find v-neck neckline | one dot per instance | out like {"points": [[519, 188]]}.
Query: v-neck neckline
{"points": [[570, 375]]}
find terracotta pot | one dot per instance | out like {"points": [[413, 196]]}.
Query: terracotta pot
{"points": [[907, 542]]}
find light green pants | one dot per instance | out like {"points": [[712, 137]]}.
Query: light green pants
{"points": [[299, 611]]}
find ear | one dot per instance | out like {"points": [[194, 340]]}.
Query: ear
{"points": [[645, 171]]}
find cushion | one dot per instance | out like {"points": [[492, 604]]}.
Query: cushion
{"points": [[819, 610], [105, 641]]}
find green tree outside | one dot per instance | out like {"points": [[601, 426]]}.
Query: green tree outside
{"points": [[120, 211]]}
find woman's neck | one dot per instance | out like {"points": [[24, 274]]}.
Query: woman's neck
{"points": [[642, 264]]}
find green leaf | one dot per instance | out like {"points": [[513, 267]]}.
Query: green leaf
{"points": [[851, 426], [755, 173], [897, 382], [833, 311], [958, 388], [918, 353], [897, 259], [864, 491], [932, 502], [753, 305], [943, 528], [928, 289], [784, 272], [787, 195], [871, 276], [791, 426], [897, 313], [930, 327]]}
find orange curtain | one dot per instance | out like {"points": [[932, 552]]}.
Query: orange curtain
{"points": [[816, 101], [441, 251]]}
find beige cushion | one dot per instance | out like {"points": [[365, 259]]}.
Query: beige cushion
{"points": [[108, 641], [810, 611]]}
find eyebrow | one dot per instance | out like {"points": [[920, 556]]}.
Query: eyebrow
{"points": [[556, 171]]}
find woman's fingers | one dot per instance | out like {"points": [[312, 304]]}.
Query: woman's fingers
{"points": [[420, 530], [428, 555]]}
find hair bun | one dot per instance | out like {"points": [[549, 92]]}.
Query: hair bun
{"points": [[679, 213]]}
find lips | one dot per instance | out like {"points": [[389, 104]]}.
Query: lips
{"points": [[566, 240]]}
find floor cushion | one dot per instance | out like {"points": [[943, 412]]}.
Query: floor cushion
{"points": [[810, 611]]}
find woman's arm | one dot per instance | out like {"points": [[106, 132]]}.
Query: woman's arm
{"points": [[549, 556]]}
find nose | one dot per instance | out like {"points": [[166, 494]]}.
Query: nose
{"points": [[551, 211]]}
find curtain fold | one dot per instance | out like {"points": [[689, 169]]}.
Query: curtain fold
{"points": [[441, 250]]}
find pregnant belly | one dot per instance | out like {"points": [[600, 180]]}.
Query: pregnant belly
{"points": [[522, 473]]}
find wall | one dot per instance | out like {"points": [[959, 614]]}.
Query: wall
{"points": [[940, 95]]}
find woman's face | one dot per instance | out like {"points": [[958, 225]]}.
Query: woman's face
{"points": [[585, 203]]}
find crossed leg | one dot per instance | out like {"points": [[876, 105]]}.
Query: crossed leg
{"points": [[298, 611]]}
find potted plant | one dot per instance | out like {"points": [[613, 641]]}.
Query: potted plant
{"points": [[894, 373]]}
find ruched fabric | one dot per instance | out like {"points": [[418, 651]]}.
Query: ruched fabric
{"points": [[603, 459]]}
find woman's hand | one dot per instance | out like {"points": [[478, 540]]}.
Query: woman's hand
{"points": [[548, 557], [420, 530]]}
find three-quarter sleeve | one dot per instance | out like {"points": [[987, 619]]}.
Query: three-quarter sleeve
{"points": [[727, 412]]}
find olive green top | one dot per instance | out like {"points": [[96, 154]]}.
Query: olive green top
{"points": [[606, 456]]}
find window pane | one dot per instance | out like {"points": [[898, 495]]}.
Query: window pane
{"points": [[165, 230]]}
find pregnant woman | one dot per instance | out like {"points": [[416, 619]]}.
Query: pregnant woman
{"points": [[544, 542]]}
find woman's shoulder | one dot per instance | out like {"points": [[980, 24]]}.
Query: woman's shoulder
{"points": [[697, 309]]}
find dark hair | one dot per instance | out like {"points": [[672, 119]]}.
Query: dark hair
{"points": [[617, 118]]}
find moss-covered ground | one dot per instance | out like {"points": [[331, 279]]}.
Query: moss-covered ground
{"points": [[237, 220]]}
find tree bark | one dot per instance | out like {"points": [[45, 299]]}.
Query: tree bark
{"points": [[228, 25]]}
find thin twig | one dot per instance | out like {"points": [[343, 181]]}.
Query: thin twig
***
Output the line containing "Query: pregnant belly" and each line after it through the close of the entries, unchanged and with no other lines.

Query: pregnant belly
{"points": [[522, 473]]}
find wall | one dot per instance | out like {"points": [[959, 614]]}.
Query: wall
{"points": [[940, 95]]}
find woman's face | one dot per instance | out like {"points": [[958, 225]]}.
Query: woman's face
{"points": [[585, 203]]}
find crossed leg | one dot per instance | out like {"points": [[876, 105]]}.
Query: crossed leg
{"points": [[298, 611]]}
find potted plant | one dot per instance | out like {"points": [[613, 641]]}.
Query: potted plant
{"points": [[894, 373]]}
find ruched fabric | one dot per instance | out like {"points": [[418, 651]]}.
Query: ruched fabric
{"points": [[603, 459]]}
find woman's hand | one dot per instance | out like {"points": [[478, 540]]}.
Query: woman's hand
{"points": [[548, 557], [420, 530]]}
find three-quarter sleeve | one dot per instance | out like {"points": [[987, 619]]}.
Query: three-quarter sleeve
{"points": [[727, 412]]}
find olive green top | one dot per instance | out like {"points": [[96, 154]]}.
Query: olive green top
{"points": [[606, 456]]}
find window pane | one dot per instance | out like {"points": [[898, 495]]}.
Query: window pane
{"points": [[165, 230]]}
find pregnant woman | one dot per instance | out like {"points": [[416, 619]]}.
Query: pregnant woman
{"points": [[544, 542]]}
find woman's shoulder | one dot per instance | out like {"points": [[980, 24]]}.
Query: woman's shoulder
{"points": [[697, 309]]}
find dark hair | one dot per instance | out like {"points": [[672, 119]]}.
Query: dark hair
{"points": [[617, 118]]}
find moss-covered ground | one dot per instance | out like {"points": [[331, 279]]}.
Query: moss-covered ground
{"points": [[237, 220]]}
find tree bark | one dot per instance | out like {"points": [[45, 299]]}.
Query: tree bark
{"points": [[228, 25]]}
find thin twig | one dot per instance | out like {"points": [[343, 181]]}.
Query: thin twig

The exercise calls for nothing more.